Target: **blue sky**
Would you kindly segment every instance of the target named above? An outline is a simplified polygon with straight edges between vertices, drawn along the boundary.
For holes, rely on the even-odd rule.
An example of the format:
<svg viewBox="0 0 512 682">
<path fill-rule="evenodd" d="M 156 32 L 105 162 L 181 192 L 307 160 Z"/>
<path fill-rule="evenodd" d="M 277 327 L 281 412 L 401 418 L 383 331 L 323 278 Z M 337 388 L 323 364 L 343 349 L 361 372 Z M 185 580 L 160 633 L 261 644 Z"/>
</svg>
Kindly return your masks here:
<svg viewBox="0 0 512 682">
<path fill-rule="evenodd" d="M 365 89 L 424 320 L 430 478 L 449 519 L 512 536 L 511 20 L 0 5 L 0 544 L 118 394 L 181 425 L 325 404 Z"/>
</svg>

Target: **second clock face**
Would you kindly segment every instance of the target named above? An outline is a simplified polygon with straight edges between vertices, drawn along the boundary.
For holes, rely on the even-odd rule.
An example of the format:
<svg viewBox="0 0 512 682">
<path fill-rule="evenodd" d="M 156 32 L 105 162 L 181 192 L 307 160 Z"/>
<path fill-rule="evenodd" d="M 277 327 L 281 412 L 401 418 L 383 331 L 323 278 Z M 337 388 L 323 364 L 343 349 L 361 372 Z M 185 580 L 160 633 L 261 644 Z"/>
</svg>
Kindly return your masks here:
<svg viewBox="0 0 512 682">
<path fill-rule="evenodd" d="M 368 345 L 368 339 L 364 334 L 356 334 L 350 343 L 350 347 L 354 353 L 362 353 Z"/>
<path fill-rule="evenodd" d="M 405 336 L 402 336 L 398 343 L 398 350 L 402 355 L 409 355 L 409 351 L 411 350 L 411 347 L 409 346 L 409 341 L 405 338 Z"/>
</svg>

▬▬▬▬▬▬▬▬▬▬

* **Work to complete**:
Copy every line of both entries above without changing anything.

* **Answer to the exercise**:
Target: **blue sky**
Would you kindly segment every instance of the target named above? An outline is a simplified polygon with straight edges between vertices, drawn along the boundary.
For holes, rely on the even-odd rule.
An example of the format:
<svg viewBox="0 0 512 682">
<path fill-rule="evenodd" d="M 156 32 L 105 162 L 181 192 L 307 160 Z"/>
<path fill-rule="evenodd" d="M 277 327 L 281 412 L 401 418 L 383 331 L 323 278 Z M 337 388 L 323 364 L 343 349 L 361 372 Z M 185 580 L 160 633 L 261 644 Z"/>
</svg>
Kindly return your masks here:
<svg viewBox="0 0 512 682">
<path fill-rule="evenodd" d="M 365 89 L 424 320 L 430 478 L 449 519 L 512 536 L 511 20 L 0 5 L 0 544 L 118 394 L 181 425 L 325 404 Z"/>
</svg>

Target: **second clock face**
Would you kindly segment every instance of the target named above? An outline is a simplified polygon with straight edges between vertices, drawn along the boundary.
For holes, rely on the even-odd rule.
An example of the format:
<svg viewBox="0 0 512 682">
<path fill-rule="evenodd" d="M 156 32 L 105 162 L 181 192 L 307 160 Z"/>
<path fill-rule="evenodd" d="M 277 327 L 281 412 L 401 418 L 383 331 L 323 278 Z M 337 388 L 323 364 L 343 349 L 361 372 Z M 185 580 L 160 633 L 261 644 Z"/>
</svg>
Kindly return your masks here:
<svg viewBox="0 0 512 682">
<path fill-rule="evenodd" d="M 368 345 L 368 339 L 364 334 L 356 334 L 350 343 L 350 347 L 354 353 L 362 353 Z"/>
<path fill-rule="evenodd" d="M 405 336 L 402 336 L 398 343 L 398 350 L 402 355 L 409 355 L 409 351 L 411 350 L 411 347 L 409 346 L 409 341 L 405 338 Z"/>
</svg>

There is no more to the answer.